**Exercise materials**.
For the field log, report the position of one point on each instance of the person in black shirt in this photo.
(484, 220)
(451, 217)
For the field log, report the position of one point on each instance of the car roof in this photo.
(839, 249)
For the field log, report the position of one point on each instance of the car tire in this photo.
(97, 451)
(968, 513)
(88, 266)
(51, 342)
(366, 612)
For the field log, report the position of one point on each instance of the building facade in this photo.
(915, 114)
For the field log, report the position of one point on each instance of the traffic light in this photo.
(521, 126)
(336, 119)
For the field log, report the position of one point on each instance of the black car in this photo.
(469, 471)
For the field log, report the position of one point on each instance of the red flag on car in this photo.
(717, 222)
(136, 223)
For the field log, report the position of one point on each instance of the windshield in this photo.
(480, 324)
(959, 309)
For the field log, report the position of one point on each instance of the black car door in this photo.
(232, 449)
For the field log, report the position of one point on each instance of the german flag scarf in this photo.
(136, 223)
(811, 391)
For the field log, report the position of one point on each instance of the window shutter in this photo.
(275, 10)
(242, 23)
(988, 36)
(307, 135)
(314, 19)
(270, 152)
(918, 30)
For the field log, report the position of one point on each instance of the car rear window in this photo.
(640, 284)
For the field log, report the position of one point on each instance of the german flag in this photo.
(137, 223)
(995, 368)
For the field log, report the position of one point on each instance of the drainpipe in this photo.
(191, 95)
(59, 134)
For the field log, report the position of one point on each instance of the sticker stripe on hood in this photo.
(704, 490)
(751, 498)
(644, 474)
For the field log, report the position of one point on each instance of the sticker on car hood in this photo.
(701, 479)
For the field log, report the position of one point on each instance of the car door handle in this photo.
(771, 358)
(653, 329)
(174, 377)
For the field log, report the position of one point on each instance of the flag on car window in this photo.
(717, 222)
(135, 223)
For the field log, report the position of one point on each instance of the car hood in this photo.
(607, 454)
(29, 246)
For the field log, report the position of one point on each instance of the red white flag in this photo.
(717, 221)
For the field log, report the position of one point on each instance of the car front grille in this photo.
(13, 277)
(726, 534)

**Stated goal**.
Reproduce verbatim everything in the listing above from the line containing "car window in this photo." down to the end of the listing, both ends included.

**Output below**.
For the field log, report the position of one point on each instance of the flag on car window in this photo.
(717, 222)
(135, 223)
For the field log, report the position of one point on each instance of the car hood in this photo.
(607, 454)
(29, 246)
For the field log, report the position of one point on each instance of the red white flag in this photo.
(717, 221)
For the field log, report the position of one point on each instance of the car front grille in this photo.
(13, 277)
(726, 534)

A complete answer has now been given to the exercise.